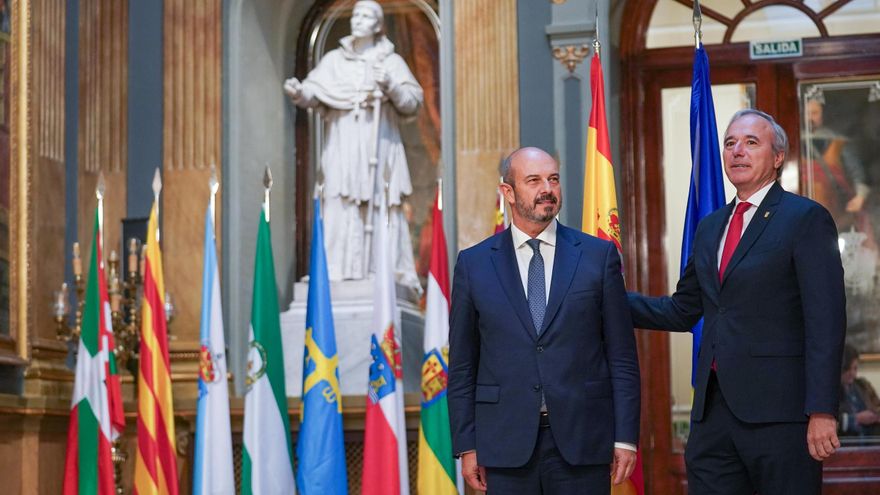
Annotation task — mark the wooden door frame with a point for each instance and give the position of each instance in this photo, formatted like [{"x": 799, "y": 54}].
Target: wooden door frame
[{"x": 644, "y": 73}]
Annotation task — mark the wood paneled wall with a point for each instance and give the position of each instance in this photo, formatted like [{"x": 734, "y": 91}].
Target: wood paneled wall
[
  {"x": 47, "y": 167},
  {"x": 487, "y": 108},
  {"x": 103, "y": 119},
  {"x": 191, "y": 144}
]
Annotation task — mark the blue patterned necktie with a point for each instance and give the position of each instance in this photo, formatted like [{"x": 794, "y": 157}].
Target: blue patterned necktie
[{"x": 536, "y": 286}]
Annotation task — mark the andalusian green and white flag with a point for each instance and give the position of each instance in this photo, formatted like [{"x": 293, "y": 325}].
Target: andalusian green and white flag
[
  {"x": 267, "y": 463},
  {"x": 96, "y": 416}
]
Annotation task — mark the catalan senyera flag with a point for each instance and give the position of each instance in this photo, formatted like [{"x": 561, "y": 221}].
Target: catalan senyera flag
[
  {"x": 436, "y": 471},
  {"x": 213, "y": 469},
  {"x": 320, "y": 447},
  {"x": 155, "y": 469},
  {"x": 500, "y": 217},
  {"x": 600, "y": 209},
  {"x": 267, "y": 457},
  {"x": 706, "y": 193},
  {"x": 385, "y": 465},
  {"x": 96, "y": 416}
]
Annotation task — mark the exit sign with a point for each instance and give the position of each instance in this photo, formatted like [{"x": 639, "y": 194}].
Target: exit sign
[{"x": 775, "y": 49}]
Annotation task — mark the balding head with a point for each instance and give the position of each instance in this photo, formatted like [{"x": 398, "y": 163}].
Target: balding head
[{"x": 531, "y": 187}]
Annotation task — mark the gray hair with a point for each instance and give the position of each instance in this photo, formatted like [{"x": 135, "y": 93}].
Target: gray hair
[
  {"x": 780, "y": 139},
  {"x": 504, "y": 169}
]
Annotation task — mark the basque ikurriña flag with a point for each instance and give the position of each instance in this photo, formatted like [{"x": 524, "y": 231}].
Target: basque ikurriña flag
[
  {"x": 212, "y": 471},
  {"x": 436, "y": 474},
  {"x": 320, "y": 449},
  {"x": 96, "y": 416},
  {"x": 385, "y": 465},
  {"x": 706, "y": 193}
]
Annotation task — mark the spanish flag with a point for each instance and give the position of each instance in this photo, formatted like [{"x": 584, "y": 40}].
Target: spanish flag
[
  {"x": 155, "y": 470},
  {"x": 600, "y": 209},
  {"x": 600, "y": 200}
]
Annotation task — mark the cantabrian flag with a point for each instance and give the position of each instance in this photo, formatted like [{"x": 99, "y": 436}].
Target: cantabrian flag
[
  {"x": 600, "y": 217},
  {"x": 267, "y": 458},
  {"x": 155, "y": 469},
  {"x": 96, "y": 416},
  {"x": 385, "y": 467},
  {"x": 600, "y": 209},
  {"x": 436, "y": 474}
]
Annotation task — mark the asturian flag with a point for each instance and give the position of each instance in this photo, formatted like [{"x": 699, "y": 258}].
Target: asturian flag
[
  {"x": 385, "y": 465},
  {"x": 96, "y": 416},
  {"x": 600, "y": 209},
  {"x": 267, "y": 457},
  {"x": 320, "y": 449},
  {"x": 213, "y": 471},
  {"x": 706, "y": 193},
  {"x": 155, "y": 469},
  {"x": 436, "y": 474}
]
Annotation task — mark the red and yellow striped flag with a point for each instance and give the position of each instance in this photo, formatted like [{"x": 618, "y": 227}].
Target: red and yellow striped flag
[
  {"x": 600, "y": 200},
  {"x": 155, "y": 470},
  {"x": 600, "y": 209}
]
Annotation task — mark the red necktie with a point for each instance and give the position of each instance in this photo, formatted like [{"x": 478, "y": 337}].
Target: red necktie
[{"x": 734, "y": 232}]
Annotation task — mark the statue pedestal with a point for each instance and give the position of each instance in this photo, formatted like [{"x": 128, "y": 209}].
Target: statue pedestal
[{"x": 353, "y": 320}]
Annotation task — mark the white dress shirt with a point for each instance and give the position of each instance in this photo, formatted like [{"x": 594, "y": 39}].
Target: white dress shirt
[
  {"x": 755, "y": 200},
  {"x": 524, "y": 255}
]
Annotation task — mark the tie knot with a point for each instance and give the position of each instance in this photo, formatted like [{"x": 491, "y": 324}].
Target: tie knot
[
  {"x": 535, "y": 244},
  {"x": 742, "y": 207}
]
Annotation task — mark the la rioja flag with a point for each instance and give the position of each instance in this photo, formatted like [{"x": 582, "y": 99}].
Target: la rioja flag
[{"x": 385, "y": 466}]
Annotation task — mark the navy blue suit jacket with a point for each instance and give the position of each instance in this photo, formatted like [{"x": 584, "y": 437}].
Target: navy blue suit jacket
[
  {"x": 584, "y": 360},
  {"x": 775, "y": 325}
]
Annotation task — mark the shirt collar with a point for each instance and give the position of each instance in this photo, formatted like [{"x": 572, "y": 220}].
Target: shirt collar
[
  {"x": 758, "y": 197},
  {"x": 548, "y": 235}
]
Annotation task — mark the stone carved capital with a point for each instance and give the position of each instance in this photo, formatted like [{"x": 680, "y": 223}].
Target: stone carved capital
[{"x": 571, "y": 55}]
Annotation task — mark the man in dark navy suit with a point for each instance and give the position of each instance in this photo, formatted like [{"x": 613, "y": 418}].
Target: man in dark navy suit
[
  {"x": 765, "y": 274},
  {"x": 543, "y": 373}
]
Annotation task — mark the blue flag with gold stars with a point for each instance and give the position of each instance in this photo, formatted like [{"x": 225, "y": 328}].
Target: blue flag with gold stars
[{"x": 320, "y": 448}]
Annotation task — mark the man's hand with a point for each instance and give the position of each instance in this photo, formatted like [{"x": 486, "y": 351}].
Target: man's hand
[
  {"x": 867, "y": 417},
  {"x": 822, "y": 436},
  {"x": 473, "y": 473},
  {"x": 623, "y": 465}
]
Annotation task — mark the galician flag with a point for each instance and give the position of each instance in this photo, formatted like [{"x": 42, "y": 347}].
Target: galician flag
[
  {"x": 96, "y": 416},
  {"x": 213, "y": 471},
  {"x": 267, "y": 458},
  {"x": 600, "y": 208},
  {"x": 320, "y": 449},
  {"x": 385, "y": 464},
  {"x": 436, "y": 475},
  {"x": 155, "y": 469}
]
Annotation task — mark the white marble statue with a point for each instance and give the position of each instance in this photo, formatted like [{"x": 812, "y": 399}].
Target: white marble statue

_____

할 일 >>
위 목록 전체에서 "Annotation task" 자리마다 "Labeling job" 표현을 넣어 바꾼 뒤, 나머지는 손대지 말고 목록을 다시 적으세요. 그림은 답에 넣지 마세요.

답변 >>
Labeling job — mark the wooden door frame with a point for each instance and give the position of each instance in this photo, formatted like [{"x": 799, "y": 54}].
Target: wooden door frame
[{"x": 644, "y": 73}]
Labeling job — mark the wood paneled wall with a point for each instance and give the position of each instance in this photo, formatted like [{"x": 734, "y": 91}].
Target: wood paneled wall
[
  {"x": 47, "y": 167},
  {"x": 487, "y": 108},
  {"x": 103, "y": 119},
  {"x": 191, "y": 144}
]
Labeling job — mark the blue patterned necktie with a point for each instance and give the position of each instance in this photo, formatted like [{"x": 794, "y": 157}].
Target: blue patterned necktie
[{"x": 536, "y": 286}]
Labeling job — mark the andalusian green and white flag with a point for each instance and give the position of each instance in this photo, formatted like [{"x": 293, "y": 325}].
Target: andalusian green and white flag
[
  {"x": 267, "y": 463},
  {"x": 96, "y": 416}
]
Labeling job — mark the catalan senyera flag with a point for each instance and give the position of each instance in this photo, formatted like [{"x": 561, "y": 221}].
Target: catalan senyera flag
[
  {"x": 436, "y": 471},
  {"x": 213, "y": 469},
  {"x": 320, "y": 447},
  {"x": 155, "y": 469},
  {"x": 500, "y": 217},
  {"x": 600, "y": 209},
  {"x": 267, "y": 457},
  {"x": 706, "y": 193},
  {"x": 385, "y": 465},
  {"x": 96, "y": 416}
]
Labeling job — mark the exit sign with a point for each instance and give the position of each instance in this photo, formatted like [{"x": 639, "y": 194}].
Target: exit sign
[{"x": 775, "y": 49}]
Labeling job — mark the balding head with a point for each instance and give the position of each instance in this photo, formatted like [{"x": 398, "y": 163}].
Target: balding head
[{"x": 531, "y": 187}]
Labeling job — mark the gray hair with a point for each instance and give the position of each instance in this photo, formatted like [{"x": 135, "y": 93}].
Target: gray hair
[
  {"x": 780, "y": 139},
  {"x": 504, "y": 169}
]
Labeling job — mark the basque ikurriña flag with a point for each instance and give the position of each instance in this photo, formatted like [{"x": 524, "y": 231}].
Target: basque ikurriña flag
[
  {"x": 212, "y": 471},
  {"x": 436, "y": 474},
  {"x": 320, "y": 449},
  {"x": 96, "y": 416},
  {"x": 385, "y": 465},
  {"x": 706, "y": 193}
]
Labeling job — mark the spanish flag with a point for each instance and give the position of each instance in this photo, formatted like [{"x": 584, "y": 40}].
Target: spanish flag
[
  {"x": 155, "y": 470},
  {"x": 600, "y": 209},
  {"x": 600, "y": 200}
]
Labeling job — mark the cantabrian flag with a point for each instance and give the position of each instance in this photo, formatted like [{"x": 99, "y": 436}].
Target: cantabrian flag
[
  {"x": 600, "y": 217},
  {"x": 267, "y": 458},
  {"x": 155, "y": 469},
  {"x": 96, "y": 416},
  {"x": 385, "y": 467},
  {"x": 600, "y": 209},
  {"x": 436, "y": 474}
]
Labeling job — mark the asturian flag with a point for each instance and give the position of each instance in this photo, formatted like [{"x": 699, "y": 258}].
Target: asturian flag
[
  {"x": 385, "y": 465},
  {"x": 96, "y": 416},
  {"x": 600, "y": 209},
  {"x": 267, "y": 457},
  {"x": 320, "y": 449},
  {"x": 213, "y": 471},
  {"x": 706, "y": 193},
  {"x": 155, "y": 469},
  {"x": 436, "y": 474}
]
Labeling job — mark the red and yellow striped flag with a point for each instance and give the position of each instance in this photo, formatted like [{"x": 618, "y": 227}].
Target: red and yellow striped flag
[
  {"x": 600, "y": 200},
  {"x": 155, "y": 470},
  {"x": 600, "y": 209}
]
Labeling job — mark the red necktie with a point for each instance and give the position of each instance in this photo, formatted like [{"x": 478, "y": 337}].
Target: red necktie
[{"x": 734, "y": 232}]
Labeling job — mark the statue pedestal with a point for each instance and give the position of each instance in this photo, formatted like [{"x": 128, "y": 209}].
Target: statue pedestal
[{"x": 353, "y": 320}]
Labeling job — mark the white dress shirt with a point for each instance and give the position of each instance in this photo, formatted like [{"x": 594, "y": 39}].
Target: white dress shirt
[
  {"x": 755, "y": 200},
  {"x": 524, "y": 255}
]
Labeling job — mark the tie knot with a point for each instance and give the position of each instance in this photo, formatted like [{"x": 491, "y": 324}].
Target: tie knot
[
  {"x": 535, "y": 244},
  {"x": 742, "y": 207}
]
Labeling job — mark the la rioja flag with a point for each instance and give the position of each instance in this photo, formatted like [{"x": 582, "y": 99}].
Target: la rioja flag
[{"x": 385, "y": 466}]
Labeling job — mark the navy blue suit jacket with a point for each instance and give the position of each instance in this photo, formatted like [{"x": 584, "y": 437}].
Target: navy blue suit jacket
[
  {"x": 584, "y": 360},
  {"x": 775, "y": 325}
]
Labeling job — mark the shirt collar with a point for each instance and give the position of each instance in this photo, formatted like [{"x": 572, "y": 220}].
Target: shirt collar
[
  {"x": 758, "y": 197},
  {"x": 548, "y": 235}
]
Labeling job — mark the stone carved capital with a point for each instance and give the position of each instance in this photo, formatted like [{"x": 680, "y": 223}].
Target: stone carved capital
[{"x": 571, "y": 55}]
Labeling job — mark the man in dark navy suit with a point for each instance and give the position of each instance in this photo, formatted like [{"x": 613, "y": 418}].
Target: man in dark navy suit
[
  {"x": 765, "y": 274},
  {"x": 543, "y": 373}
]
Labeling job — mark the blue flag with gold stars with a point for each instance and give the position of each instance in this photo, formatted like [{"x": 225, "y": 328}].
Target: blue flag with gold stars
[{"x": 320, "y": 448}]
Labeling job — mark the man's hand with a point for each instance and give the position of each instance in this photo, formatted like [{"x": 486, "y": 351}].
Target: man's hand
[
  {"x": 867, "y": 417},
  {"x": 822, "y": 436},
  {"x": 473, "y": 473},
  {"x": 623, "y": 465}
]
Labeling job — mark the galician flag with a point for each instance and give the position of each instance in this photo, formatted like [{"x": 42, "y": 347}].
Target: galician flag
[
  {"x": 96, "y": 416},
  {"x": 213, "y": 471},
  {"x": 267, "y": 458},
  {"x": 600, "y": 208},
  {"x": 320, "y": 449},
  {"x": 385, "y": 464},
  {"x": 436, "y": 475},
  {"x": 155, "y": 469}
]
Labeling job — mark the white marble statue with a point for each instance and give the position of each instance in this photo, formatted like [{"x": 812, "y": 399}].
Target: white marble statue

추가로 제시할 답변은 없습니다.